**YOUR INSTRUCTIONS:** Write out again only the lines running from the one that contains "Where can you see the roof" to the end of the records below, including both the first and the last.

*****

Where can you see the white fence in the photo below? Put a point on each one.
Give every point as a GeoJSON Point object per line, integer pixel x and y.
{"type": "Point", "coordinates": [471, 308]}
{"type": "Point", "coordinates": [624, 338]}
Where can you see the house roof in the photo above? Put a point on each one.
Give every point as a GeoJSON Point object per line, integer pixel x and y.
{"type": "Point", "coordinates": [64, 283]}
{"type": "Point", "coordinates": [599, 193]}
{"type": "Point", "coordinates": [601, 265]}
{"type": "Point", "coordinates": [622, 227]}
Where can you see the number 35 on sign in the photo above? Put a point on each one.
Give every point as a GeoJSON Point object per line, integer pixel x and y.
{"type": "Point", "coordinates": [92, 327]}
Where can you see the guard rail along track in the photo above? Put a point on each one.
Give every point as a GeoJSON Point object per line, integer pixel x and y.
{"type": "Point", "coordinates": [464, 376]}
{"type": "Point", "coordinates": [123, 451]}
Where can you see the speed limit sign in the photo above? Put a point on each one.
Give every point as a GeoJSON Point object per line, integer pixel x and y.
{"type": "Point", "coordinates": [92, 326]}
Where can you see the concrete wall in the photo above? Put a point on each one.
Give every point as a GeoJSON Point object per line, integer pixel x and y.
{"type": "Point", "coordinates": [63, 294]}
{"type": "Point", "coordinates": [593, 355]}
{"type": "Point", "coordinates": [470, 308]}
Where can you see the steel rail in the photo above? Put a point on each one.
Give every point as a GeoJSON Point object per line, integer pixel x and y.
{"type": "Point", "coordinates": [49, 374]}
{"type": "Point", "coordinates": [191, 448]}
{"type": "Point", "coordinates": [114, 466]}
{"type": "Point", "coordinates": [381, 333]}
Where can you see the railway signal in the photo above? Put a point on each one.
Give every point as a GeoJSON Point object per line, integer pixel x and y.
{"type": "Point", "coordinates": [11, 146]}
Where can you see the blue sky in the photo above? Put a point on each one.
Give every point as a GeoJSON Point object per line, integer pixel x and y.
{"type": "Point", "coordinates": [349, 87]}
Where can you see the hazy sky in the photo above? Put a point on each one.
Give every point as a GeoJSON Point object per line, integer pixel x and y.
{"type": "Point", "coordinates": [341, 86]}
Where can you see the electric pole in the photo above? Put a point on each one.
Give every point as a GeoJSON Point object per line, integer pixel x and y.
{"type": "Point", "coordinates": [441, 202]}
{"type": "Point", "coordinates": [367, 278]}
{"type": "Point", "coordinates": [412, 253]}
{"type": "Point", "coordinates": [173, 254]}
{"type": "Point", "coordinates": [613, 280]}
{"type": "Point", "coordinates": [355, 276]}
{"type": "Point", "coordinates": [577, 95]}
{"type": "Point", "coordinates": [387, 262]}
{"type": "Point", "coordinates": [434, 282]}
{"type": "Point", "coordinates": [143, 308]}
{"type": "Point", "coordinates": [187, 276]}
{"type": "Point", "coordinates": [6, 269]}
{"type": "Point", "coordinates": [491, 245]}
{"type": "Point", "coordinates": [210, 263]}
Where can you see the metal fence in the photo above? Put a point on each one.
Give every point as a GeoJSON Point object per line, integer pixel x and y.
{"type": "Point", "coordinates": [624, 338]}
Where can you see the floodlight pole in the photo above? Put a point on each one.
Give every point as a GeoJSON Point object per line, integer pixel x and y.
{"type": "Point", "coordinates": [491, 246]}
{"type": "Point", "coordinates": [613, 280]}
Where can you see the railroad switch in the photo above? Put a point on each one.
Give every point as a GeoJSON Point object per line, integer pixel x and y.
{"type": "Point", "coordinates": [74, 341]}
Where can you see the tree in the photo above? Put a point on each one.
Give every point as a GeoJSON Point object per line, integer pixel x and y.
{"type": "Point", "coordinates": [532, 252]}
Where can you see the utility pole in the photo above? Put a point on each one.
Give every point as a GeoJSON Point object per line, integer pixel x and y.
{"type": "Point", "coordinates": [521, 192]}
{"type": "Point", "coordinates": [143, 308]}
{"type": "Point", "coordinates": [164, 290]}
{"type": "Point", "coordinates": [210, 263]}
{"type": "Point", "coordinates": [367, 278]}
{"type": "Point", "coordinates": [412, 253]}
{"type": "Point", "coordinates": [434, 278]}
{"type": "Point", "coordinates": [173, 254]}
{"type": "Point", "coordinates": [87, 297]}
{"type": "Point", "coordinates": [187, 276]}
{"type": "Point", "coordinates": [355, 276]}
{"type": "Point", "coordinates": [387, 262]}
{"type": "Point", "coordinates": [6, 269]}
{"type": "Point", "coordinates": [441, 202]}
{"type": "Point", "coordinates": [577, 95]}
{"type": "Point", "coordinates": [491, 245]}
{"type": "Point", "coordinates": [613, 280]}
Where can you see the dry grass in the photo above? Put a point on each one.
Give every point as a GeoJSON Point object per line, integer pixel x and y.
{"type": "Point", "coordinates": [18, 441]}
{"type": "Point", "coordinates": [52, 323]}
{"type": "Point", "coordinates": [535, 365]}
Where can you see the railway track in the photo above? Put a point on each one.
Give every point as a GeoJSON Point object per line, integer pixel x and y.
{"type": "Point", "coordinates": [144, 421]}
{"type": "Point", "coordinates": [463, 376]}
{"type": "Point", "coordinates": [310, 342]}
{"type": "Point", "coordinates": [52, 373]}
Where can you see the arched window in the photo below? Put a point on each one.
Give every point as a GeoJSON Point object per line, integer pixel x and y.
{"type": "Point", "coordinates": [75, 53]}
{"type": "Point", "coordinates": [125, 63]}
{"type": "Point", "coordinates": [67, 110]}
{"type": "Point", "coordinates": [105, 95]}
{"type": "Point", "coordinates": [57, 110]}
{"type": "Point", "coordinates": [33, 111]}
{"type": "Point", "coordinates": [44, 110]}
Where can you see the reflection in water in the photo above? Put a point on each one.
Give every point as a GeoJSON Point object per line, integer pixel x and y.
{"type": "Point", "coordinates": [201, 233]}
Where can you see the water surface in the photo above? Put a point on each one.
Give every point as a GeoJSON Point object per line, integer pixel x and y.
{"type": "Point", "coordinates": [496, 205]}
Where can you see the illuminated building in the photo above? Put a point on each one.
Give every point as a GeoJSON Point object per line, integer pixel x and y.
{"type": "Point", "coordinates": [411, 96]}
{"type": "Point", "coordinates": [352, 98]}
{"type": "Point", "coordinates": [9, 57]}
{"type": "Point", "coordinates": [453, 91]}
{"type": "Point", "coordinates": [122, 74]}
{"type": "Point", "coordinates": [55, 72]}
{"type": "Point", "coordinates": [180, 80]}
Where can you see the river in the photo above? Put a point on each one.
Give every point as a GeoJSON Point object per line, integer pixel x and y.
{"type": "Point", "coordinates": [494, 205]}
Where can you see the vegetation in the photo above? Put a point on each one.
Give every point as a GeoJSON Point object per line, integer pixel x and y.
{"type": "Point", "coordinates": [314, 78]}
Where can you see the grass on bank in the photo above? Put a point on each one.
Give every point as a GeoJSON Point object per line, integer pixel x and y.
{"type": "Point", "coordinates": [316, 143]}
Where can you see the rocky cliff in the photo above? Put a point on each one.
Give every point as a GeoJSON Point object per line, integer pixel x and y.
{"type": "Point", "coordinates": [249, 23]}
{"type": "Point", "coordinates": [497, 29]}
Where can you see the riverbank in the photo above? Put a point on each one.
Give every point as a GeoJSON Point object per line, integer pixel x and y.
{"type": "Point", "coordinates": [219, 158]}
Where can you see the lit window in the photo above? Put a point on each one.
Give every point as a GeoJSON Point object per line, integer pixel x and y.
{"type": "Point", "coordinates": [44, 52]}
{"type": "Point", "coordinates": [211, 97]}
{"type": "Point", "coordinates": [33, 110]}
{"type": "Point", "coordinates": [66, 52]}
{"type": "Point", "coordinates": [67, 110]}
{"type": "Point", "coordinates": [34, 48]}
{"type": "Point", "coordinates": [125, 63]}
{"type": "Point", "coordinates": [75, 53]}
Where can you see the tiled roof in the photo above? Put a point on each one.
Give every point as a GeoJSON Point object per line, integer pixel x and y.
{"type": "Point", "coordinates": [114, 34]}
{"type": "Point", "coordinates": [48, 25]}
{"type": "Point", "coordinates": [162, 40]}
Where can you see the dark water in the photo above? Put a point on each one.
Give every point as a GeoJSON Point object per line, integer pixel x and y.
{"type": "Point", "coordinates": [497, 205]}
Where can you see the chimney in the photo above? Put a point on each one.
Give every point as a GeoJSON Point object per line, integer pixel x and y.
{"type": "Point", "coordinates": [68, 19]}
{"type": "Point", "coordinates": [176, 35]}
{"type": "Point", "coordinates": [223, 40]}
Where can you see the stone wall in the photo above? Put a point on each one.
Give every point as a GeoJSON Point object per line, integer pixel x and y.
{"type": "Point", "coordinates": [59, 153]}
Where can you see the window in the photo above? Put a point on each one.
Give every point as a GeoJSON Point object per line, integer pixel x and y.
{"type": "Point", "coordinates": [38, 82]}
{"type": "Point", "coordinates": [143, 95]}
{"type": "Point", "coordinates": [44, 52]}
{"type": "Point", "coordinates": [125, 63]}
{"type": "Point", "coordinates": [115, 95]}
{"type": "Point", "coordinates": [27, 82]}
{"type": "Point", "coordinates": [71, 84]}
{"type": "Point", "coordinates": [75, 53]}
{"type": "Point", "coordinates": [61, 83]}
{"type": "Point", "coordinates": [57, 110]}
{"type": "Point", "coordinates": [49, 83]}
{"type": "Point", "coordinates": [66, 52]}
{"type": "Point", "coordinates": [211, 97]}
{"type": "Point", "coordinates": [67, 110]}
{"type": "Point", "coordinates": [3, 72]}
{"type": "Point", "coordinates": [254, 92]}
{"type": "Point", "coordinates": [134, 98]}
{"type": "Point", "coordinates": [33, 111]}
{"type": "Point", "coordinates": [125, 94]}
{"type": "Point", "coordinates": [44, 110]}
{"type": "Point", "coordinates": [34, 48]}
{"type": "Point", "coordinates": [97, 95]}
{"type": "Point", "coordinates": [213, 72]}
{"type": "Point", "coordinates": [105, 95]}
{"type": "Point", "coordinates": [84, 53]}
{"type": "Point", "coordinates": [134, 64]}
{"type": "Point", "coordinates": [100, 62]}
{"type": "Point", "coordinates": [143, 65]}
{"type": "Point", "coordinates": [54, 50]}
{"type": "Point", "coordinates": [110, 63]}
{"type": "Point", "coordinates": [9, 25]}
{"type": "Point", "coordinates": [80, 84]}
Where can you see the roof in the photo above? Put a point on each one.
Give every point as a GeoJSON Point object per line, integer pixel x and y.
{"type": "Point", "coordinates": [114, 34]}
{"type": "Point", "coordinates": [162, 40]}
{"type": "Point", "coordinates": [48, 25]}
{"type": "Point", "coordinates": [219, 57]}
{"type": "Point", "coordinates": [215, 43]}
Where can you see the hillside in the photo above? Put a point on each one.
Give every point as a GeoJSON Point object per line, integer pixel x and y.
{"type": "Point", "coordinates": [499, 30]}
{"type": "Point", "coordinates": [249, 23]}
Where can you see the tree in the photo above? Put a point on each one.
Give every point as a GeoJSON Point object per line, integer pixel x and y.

*****

**RESPONSE BELOW:**
Where can you see the roof in the photo above? Put a point on each one.
Give every point as a GeoJSON Point object per line, integer pixel x and y.
{"type": "Point", "coordinates": [114, 34]}
{"type": "Point", "coordinates": [162, 40]}
{"type": "Point", "coordinates": [48, 25]}
{"type": "Point", "coordinates": [219, 57]}
{"type": "Point", "coordinates": [215, 43]}
Where can you see the hillside in the photo above? Put a point on each one.
Give every point as a GeoJSON Point object per line, integer pixel x and y.
{"type": "Point", "coordinates": [499, 30]}
{"type": "Point", "coordinates": [249, 23]}
Where can you see the tree in the photo above? Put a point on each one.
Give every point as a GeoJSON Point object per line, integer pixel x and y.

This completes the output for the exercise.